Job →
Output, unchanged, the stretch of the listing from the line containing "For every instance of the patch" through the end of the listing, both ends included. Leave the pictures out of your answer.

[Source data]
■ ■ ■
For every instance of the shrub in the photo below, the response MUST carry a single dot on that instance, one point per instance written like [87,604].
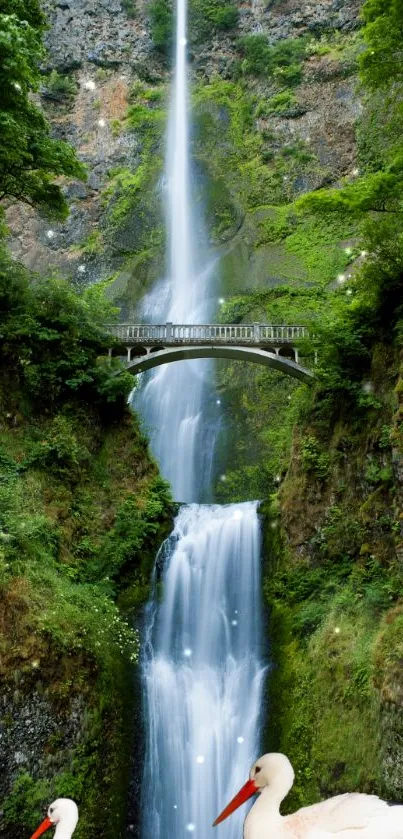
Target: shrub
[283,60]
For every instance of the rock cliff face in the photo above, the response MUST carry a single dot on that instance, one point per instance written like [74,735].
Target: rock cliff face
[110,56]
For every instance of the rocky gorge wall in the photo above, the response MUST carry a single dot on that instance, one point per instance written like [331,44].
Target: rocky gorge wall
[273,119]
[114,229]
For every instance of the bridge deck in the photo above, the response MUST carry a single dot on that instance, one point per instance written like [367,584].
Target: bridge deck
[173,334]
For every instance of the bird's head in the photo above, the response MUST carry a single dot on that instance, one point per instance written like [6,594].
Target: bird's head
[268,771]
[63,812]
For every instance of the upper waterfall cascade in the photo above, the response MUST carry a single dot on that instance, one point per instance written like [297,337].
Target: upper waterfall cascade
[201,667]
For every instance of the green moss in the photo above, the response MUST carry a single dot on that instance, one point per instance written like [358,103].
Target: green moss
[282,61]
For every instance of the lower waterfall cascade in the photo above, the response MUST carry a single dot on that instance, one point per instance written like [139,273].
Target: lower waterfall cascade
[202,673]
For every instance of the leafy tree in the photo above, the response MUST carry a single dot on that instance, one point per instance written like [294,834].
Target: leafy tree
[283,60]
[382,62]
[52,343]
[29,158]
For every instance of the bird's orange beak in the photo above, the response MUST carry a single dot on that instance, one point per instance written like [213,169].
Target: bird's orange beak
[244,793]
[46,824]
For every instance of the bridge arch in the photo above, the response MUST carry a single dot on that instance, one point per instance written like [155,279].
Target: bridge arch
[251,354]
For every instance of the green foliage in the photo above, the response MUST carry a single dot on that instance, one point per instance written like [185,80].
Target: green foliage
[52,338]
[314,459]
[209,16]
[281,61]
[29,158]
[381,63]
[279,104]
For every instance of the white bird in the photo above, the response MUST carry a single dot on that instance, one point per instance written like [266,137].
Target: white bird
[350,816]
[64,814]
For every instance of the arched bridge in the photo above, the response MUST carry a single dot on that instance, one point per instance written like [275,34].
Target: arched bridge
[150,345]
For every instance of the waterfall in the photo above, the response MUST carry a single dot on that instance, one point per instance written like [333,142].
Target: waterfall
[202,674]
[201,670]
[171,400]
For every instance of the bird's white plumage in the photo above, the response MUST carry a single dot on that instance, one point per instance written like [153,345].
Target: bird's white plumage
[349,816]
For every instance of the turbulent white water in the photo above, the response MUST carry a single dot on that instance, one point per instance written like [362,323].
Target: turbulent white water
[202,673]
[172,397]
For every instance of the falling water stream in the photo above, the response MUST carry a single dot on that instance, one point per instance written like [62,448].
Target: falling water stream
[201,669]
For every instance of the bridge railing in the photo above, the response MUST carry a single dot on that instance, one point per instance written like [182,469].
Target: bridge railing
[173,333]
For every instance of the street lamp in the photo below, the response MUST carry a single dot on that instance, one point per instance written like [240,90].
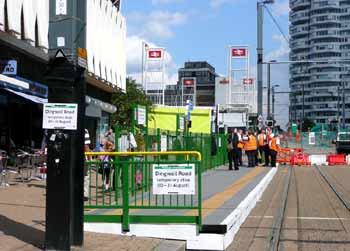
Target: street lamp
[273,100]
[260,15]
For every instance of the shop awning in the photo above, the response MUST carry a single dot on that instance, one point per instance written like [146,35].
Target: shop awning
[98,105]
[13,82]
[32,98]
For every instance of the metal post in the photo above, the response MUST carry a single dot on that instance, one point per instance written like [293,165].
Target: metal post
[163,79]
[142,67]
[343,108]
[338,108]
[268,91]
[65,178]
[260,57]
[230,76]
[273,102]
[182,91]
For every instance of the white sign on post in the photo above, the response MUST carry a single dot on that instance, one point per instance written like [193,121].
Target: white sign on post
[163,143]
[141,115]
[60,116]
[312,138]
[61,7]
[182,123]
[174,179]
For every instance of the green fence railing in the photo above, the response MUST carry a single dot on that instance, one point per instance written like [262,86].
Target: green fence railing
[123,189]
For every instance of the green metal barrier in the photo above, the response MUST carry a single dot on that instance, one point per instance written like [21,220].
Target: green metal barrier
[130,197]
[322,140]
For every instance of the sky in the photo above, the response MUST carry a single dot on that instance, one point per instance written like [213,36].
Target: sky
[199,30]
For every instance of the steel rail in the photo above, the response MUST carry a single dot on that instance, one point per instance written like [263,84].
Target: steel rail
[274,237]
[324,176]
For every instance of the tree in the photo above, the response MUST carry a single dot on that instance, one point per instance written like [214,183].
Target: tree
[125,101]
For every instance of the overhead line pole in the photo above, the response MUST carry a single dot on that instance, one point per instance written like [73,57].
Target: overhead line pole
[260,56]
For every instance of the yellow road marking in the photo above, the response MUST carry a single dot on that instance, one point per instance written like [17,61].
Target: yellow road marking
[219,199]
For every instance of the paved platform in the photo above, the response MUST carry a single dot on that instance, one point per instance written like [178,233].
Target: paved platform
[22,224]
[228,197]
[315,219]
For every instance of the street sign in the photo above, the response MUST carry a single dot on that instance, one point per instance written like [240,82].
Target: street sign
[189,82]
[239,52]
[163,143]
[155,54]
[224,82]
[174,179]
[248,81]
[181,123]
[82,57]
[140,115]
[8,67]
[312,138]
[60,116]
[61,7]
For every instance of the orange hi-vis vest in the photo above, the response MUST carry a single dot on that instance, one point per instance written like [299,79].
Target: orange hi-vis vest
[273,145]
[262,139]
[251,144]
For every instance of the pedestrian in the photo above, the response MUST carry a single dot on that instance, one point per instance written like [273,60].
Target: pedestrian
[87,148]
[106,166]
[250,148]
[240,146]
[262,142]
[266,146]
[274,145]
[110,135]
[232,150]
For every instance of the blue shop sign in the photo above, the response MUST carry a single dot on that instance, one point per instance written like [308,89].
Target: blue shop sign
[8,67]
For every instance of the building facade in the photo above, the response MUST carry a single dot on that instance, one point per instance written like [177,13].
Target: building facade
[320,31]
[24,59]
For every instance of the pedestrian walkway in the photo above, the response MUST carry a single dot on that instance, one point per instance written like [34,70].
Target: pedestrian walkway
[227,198]
[22,223]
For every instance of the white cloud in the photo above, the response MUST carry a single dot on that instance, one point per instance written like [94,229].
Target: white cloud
[157,2]
[134,62]
[282,51]
[281,8]
[218,3]
[157,24]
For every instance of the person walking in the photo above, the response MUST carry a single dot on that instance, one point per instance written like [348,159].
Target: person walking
[240,146]
[87,143]
[250,148]
[262,142]
[274,145]
[232,150]
[267,147]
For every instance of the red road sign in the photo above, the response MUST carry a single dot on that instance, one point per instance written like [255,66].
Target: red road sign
[248,81]
[189,82]
[239,52]
[155,54]
[224,81]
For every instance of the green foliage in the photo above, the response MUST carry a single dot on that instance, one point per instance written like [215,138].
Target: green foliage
[125,102]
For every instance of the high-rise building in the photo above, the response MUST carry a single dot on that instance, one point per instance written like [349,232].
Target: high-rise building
[319,31]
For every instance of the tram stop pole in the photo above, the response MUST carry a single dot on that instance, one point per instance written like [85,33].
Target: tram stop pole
[67,88]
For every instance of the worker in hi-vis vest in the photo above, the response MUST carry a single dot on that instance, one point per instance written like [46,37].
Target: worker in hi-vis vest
[274,145]
[250,147]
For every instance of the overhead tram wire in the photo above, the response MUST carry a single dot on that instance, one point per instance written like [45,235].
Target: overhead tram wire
[276,23]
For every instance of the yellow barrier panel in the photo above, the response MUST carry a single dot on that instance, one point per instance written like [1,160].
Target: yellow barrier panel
[187,153]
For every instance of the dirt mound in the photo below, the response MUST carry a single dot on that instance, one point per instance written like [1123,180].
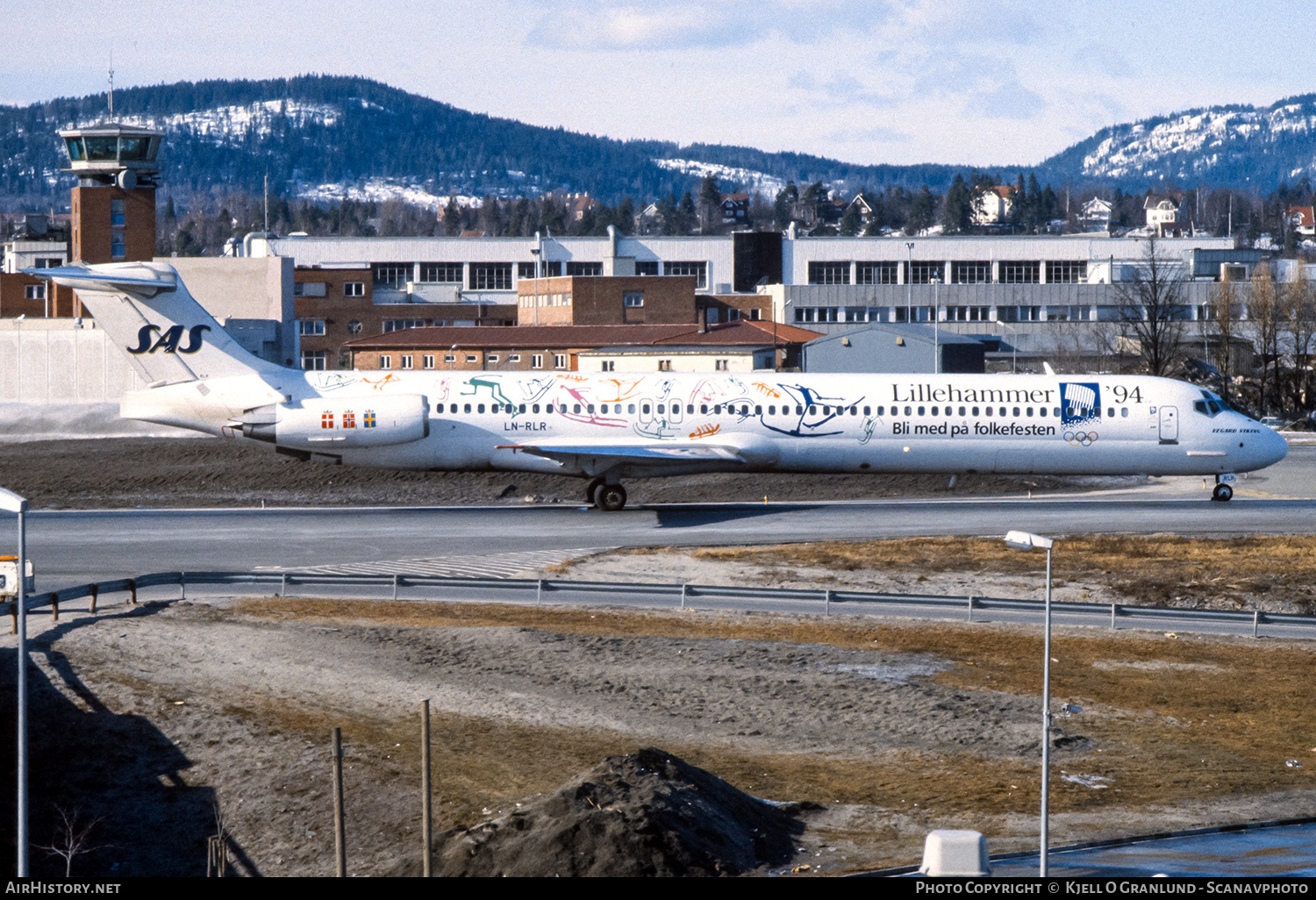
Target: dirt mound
[645,813]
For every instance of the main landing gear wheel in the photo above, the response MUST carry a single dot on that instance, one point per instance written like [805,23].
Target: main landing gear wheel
[610,497]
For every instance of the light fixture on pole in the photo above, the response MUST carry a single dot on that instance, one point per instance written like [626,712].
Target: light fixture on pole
[11,502]
[936,326]
[910,283]
[1026,541]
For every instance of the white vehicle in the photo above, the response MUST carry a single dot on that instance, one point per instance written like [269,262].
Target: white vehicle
[612,426]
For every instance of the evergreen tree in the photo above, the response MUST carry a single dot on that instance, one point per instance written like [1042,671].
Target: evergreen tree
[686,216]
[850,221]
[710,205]
[958,207]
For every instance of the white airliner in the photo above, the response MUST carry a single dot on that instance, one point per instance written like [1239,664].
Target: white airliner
[608,426]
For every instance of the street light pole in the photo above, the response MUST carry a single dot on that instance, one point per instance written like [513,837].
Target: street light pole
[1026,541]
[11,502]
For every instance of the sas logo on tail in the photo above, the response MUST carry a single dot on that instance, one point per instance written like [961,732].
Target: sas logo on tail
[168,339]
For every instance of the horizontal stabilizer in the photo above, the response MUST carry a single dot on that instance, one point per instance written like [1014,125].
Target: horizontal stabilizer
[129,279]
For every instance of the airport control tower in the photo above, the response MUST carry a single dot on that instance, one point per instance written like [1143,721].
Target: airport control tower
[113,205]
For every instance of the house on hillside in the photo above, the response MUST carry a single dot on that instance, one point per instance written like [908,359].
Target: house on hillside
[1300,220]
[734,208]
[1095,215]
[1162,215]
[994,205]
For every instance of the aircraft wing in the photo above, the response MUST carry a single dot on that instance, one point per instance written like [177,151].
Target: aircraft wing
[639,452]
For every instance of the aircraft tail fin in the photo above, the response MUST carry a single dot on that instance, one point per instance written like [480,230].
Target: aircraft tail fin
[150,315]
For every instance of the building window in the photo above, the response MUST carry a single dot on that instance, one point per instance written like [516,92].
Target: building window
[1019,273]
[491,276]
[394,274]
[441,273]
[923,273]
[697,268]
[876,273]
[1019,313]
[829,273]
[970,273]
[1066,271]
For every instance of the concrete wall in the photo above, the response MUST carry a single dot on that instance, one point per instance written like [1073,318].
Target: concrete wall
[61,361]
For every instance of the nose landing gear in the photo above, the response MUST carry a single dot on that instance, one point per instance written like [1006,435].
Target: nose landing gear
[1223,491]
[608,497]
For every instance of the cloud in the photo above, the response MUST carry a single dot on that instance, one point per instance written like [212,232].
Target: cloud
[692,24]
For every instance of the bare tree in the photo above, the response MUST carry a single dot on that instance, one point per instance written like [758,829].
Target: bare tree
[71,839]
[1224,311]
[1263,312]
[1298,321]
[1152,310]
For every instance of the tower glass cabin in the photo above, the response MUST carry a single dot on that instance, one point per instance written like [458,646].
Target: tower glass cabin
[113,205]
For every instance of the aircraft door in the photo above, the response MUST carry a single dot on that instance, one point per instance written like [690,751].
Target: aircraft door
[1169,425]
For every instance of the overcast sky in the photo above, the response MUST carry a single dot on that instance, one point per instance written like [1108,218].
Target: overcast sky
[992,82]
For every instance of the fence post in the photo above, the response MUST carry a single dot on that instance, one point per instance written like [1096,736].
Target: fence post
[339,833]
[426,813]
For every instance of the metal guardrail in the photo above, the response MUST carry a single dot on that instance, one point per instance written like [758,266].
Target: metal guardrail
[849,602]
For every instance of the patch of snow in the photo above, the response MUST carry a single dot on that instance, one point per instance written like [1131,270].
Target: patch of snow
[747,179]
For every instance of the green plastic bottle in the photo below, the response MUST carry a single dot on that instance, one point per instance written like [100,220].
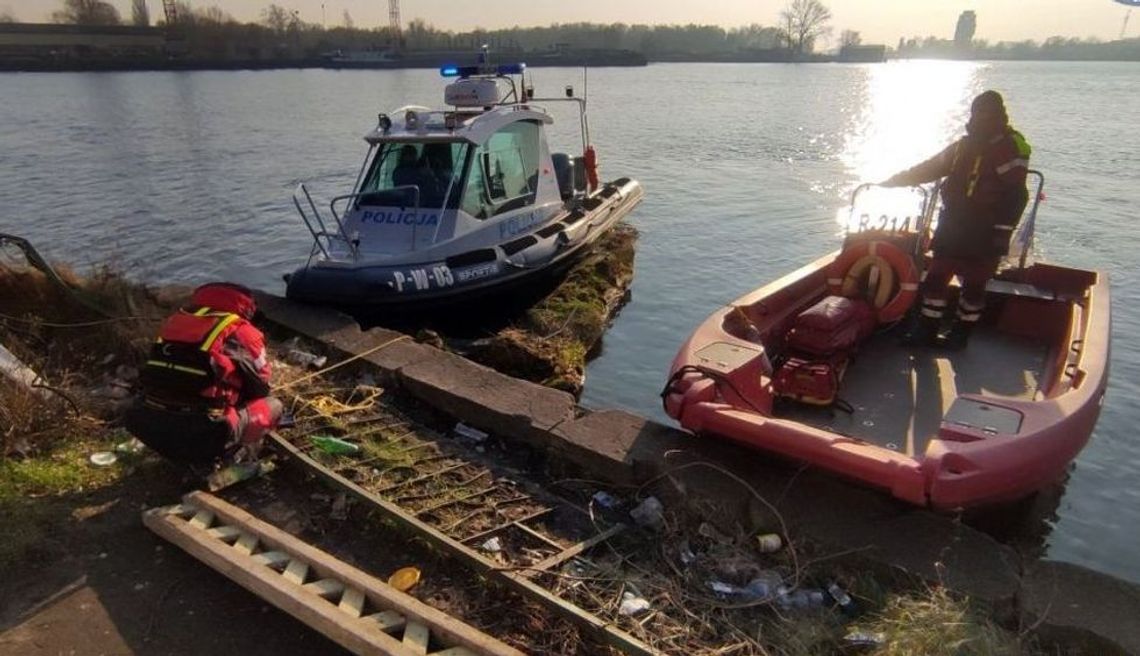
■ ■ ■
Task solution →
For every instance of the patch of snow in the photo above, the response MUST carry a single dot on that instance, one point per instance written like [1131,270].
Target: patch of snow
[747,179]
For every instance of the green plastic bottle in the photo below, the response MUST carry a single dot on that instance, one point per instance written like [100,220].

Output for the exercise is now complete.